**Assignment**
Lines from the start of the data through the line containing "Thank you for the photograph. Please indicate the pond" must be given again exactly. Leave the others out.

———

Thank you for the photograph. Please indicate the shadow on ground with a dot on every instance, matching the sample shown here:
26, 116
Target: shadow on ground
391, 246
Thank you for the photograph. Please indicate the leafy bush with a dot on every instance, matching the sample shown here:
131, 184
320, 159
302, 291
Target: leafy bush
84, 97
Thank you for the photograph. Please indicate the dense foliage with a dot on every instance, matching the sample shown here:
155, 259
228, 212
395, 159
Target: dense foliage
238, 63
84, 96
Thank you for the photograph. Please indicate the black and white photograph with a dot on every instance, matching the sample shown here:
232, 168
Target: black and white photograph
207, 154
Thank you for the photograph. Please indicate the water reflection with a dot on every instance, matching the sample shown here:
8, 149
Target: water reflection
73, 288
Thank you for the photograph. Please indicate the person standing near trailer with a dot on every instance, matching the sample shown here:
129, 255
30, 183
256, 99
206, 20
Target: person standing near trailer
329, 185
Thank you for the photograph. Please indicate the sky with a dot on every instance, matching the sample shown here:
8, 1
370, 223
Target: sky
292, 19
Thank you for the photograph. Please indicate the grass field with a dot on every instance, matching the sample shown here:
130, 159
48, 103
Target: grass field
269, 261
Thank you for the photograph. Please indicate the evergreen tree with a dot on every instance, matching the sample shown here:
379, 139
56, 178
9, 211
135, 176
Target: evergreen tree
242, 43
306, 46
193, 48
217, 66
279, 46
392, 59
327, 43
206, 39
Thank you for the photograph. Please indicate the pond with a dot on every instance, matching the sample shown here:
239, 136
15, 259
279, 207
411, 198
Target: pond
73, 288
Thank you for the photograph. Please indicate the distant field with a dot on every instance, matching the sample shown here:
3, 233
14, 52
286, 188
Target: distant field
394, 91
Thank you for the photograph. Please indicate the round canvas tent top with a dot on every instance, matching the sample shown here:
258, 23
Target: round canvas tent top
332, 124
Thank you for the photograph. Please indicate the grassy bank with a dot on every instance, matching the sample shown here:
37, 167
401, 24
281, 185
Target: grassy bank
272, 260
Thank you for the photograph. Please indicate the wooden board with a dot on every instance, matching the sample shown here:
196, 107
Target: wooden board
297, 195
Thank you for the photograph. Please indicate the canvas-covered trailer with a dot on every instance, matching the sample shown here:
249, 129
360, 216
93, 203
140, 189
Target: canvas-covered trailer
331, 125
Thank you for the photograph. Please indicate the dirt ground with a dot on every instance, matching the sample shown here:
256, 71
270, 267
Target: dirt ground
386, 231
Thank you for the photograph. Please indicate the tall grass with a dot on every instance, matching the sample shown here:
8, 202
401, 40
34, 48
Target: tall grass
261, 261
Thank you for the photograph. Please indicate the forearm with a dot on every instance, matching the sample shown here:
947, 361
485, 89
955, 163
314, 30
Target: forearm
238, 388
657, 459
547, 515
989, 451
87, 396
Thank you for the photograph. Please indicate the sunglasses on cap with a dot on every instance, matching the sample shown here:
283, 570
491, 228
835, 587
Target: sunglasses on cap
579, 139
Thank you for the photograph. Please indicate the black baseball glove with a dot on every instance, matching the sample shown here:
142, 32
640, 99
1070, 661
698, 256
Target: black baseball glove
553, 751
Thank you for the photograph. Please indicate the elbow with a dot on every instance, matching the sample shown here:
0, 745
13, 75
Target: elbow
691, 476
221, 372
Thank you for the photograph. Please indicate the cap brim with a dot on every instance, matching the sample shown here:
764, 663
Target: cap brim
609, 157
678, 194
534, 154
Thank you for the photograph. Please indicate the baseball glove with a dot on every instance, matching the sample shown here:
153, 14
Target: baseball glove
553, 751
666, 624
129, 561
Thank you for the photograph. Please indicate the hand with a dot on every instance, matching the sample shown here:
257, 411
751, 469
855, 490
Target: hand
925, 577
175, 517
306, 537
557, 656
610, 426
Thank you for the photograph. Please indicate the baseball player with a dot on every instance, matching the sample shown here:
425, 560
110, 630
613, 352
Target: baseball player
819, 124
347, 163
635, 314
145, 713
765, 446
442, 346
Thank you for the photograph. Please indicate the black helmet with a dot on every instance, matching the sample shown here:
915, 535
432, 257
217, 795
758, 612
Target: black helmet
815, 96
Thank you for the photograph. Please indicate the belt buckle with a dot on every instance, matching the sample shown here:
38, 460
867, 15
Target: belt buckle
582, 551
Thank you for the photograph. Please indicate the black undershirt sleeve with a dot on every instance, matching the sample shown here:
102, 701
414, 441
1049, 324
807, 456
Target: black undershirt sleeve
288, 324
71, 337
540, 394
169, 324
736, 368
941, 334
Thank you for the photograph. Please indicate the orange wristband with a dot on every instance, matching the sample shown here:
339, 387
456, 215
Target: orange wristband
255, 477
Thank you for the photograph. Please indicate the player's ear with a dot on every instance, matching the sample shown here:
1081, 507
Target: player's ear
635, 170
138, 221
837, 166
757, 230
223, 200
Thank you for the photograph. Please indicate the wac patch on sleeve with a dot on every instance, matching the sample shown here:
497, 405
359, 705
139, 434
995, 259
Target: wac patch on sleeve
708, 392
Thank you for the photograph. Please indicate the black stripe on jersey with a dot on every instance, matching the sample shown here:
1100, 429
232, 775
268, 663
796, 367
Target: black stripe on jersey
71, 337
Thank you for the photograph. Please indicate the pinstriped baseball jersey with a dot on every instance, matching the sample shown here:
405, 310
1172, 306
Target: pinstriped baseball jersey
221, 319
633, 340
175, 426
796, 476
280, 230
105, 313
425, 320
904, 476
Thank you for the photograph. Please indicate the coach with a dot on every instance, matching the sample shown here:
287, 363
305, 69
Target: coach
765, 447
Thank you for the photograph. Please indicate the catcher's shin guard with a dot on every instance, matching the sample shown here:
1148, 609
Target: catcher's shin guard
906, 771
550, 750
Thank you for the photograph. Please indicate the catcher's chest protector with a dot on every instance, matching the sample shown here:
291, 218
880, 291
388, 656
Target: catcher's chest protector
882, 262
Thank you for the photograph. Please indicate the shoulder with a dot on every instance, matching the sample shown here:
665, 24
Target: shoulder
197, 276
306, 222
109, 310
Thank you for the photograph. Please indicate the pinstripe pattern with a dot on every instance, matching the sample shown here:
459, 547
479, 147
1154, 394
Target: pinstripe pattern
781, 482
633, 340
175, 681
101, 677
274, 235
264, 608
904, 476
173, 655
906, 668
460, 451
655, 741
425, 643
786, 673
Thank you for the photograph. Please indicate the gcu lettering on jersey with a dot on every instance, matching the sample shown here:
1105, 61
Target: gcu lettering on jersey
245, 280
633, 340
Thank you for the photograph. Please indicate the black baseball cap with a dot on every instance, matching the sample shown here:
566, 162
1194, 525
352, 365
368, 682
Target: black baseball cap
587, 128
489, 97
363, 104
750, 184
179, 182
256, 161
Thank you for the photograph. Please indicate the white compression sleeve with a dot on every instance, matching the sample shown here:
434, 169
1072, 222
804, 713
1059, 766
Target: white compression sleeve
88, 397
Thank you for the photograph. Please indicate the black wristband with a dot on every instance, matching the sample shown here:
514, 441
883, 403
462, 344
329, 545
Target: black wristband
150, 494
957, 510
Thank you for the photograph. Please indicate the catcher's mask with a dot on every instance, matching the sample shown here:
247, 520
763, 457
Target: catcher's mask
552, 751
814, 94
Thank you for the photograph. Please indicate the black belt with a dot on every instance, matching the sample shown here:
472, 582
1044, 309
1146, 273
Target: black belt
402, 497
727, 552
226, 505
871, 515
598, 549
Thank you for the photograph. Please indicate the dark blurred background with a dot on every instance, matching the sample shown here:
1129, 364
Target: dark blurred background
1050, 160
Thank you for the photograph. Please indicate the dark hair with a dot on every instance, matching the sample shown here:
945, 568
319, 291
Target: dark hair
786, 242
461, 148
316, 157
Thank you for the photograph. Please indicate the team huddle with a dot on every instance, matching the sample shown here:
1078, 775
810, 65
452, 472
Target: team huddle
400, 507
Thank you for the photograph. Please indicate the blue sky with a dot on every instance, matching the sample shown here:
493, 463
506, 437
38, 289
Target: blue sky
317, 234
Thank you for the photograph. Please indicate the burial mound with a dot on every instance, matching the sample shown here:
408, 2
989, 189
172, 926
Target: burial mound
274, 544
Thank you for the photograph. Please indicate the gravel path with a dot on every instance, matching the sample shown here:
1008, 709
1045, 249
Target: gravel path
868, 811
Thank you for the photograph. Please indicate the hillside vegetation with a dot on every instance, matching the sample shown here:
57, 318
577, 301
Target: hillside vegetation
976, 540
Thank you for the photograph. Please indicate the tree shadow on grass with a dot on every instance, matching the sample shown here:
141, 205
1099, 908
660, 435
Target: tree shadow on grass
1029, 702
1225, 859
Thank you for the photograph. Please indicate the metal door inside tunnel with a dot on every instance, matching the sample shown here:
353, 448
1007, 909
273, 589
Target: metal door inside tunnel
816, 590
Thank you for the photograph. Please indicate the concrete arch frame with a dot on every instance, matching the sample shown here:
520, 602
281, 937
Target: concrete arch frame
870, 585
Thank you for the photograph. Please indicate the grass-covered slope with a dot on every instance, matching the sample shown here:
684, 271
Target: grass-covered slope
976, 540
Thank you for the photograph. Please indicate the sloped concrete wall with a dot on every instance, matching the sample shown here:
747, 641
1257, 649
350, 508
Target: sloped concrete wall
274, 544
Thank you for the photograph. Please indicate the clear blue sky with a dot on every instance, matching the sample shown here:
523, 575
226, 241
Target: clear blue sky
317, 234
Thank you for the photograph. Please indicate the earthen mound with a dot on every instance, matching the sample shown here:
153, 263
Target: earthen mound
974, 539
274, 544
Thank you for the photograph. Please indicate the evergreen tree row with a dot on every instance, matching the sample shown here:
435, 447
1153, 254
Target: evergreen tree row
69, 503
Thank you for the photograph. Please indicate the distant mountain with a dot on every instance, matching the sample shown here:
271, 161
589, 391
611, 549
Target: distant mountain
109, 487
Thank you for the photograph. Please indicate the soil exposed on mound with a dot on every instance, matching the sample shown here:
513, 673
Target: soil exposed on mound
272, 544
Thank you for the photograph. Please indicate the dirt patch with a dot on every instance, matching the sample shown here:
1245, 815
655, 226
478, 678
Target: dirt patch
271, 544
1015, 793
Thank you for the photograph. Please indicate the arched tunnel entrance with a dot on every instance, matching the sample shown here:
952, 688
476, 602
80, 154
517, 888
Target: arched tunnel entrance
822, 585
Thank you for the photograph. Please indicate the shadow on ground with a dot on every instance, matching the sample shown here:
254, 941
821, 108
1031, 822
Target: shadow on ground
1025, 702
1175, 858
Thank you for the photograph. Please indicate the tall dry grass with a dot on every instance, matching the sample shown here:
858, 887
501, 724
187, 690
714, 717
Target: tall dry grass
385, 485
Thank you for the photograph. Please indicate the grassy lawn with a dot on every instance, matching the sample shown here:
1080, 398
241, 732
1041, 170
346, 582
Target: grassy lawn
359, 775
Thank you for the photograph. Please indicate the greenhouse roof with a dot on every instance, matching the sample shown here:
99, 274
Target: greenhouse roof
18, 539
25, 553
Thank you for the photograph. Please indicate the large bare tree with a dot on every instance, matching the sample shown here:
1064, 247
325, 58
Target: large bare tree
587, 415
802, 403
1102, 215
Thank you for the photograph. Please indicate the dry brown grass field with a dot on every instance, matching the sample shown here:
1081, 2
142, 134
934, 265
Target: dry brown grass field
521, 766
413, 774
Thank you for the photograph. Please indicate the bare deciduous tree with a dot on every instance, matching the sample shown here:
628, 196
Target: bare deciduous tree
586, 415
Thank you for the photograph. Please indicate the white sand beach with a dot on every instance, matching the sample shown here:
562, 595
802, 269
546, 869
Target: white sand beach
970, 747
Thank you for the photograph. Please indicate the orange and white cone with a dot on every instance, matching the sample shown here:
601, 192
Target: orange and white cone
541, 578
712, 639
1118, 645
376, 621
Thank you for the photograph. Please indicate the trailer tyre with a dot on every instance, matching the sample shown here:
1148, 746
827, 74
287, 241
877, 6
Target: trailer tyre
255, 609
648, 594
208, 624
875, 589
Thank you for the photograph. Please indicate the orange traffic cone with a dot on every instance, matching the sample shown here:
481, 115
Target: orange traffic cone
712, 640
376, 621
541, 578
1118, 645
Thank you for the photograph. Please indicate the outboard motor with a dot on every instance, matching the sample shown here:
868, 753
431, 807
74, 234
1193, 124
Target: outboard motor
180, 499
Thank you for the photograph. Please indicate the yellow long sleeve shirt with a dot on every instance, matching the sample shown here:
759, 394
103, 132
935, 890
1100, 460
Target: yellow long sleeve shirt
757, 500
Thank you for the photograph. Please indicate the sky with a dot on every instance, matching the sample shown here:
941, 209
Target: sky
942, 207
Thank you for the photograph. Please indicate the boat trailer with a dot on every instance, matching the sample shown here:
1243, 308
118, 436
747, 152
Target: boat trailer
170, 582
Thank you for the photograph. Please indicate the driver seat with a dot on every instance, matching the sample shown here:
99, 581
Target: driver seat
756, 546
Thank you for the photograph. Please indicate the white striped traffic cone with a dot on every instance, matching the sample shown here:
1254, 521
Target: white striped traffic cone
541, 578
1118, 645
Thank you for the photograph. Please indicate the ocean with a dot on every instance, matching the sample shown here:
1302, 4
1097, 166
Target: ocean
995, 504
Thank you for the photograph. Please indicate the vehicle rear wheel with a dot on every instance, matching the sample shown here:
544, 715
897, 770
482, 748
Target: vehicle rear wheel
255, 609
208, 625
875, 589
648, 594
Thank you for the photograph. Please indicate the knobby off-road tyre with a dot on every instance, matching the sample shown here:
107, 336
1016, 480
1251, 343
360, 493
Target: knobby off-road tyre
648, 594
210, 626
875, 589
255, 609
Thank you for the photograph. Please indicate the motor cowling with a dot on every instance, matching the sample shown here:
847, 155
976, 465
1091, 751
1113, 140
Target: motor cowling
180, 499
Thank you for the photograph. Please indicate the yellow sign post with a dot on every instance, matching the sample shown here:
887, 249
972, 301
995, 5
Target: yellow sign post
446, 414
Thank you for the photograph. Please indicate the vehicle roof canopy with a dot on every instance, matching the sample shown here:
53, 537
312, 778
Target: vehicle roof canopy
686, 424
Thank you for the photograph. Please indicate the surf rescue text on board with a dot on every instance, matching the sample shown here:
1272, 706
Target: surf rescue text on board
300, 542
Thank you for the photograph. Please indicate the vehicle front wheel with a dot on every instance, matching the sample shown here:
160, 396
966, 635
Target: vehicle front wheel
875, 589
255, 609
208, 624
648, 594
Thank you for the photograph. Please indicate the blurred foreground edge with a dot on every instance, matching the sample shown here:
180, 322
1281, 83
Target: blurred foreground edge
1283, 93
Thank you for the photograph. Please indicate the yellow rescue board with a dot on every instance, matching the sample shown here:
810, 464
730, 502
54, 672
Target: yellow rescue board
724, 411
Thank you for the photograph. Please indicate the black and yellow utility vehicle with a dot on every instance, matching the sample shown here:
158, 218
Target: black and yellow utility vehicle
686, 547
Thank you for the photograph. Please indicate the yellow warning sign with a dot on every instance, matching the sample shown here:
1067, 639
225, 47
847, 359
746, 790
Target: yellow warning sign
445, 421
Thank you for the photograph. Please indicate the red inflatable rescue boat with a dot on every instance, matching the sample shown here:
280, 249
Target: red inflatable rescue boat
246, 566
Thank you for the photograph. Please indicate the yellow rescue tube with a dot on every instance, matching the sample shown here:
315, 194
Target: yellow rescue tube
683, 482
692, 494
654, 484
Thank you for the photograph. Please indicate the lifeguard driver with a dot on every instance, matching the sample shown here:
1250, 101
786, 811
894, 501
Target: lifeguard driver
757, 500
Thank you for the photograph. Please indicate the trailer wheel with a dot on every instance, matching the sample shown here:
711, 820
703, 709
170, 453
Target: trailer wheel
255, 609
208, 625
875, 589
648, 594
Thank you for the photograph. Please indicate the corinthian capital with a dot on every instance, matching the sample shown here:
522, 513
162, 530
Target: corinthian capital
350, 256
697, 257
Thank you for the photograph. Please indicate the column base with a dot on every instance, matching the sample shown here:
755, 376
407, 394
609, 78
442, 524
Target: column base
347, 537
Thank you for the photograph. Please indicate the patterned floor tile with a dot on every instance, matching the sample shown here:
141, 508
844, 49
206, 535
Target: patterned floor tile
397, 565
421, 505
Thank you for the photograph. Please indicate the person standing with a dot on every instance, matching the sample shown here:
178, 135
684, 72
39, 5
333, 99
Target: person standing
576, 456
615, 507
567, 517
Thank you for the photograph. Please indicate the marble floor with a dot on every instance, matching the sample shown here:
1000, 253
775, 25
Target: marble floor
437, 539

———

**Answer below**
Thank you for the photograph. Please indicate the shadow on ground with a dot on every instance, matching the sample shown here:
26, 116
Target: shadow on ground
391, 246
Thank you for the photograph. Please indicate the leafy bush with a dot on every instance, matching the sample shown here:
131, 184
320, 159
302, 291
Target: leafy bush
84, 97
Thank you for the photograph. Please indicate the dense foliage with a dot on every instance, matching the sample shown here:
155, 259
228, 212
395, 159
Target: dense foliage
238, 63
84, 96
Thank you for the photograph. Please indicate the black and white photograph with a dot on every instance, matching the sample shown here:
232, 168
Target: black and white photograph
207, 154
Thank you for the photograph. Please indicate the water reflection with a dot on every instance, matching the sample shown here:
8, 149
Target: water reflection
73, 288
Thank you for the photograph. Please indicate the person standing near trailer with a dot on every instance, matching the sample shown here:
129, 255
30, 183
256, 99
206, 20
Target: person standing near trailer
329, 185
Thank you for the photograph. Please indicate the sky with a dot on every instance, matching the sample shown here:
8, 1
370, 223
Target: sky
292, 19
Thank you for the photograph. Please indicate the grass field with a dot on every instance, matching the sample shown here:
130, 159
48, 103
Target: grass field
269, 261
Thank you for the photograph. Please indicate the evergreen tree with a dot on every instance, matching the sample shown here:
379, 139
56, 178
9, 211
135, 176
Target: evergreen tree
242, 43
306, 46
193, 48
217, 66
279, 46
392, 59
327, 43
206, 39
Thank you for the photograph. Please indicate the pond with a dot on every instance, matching the sample shown here:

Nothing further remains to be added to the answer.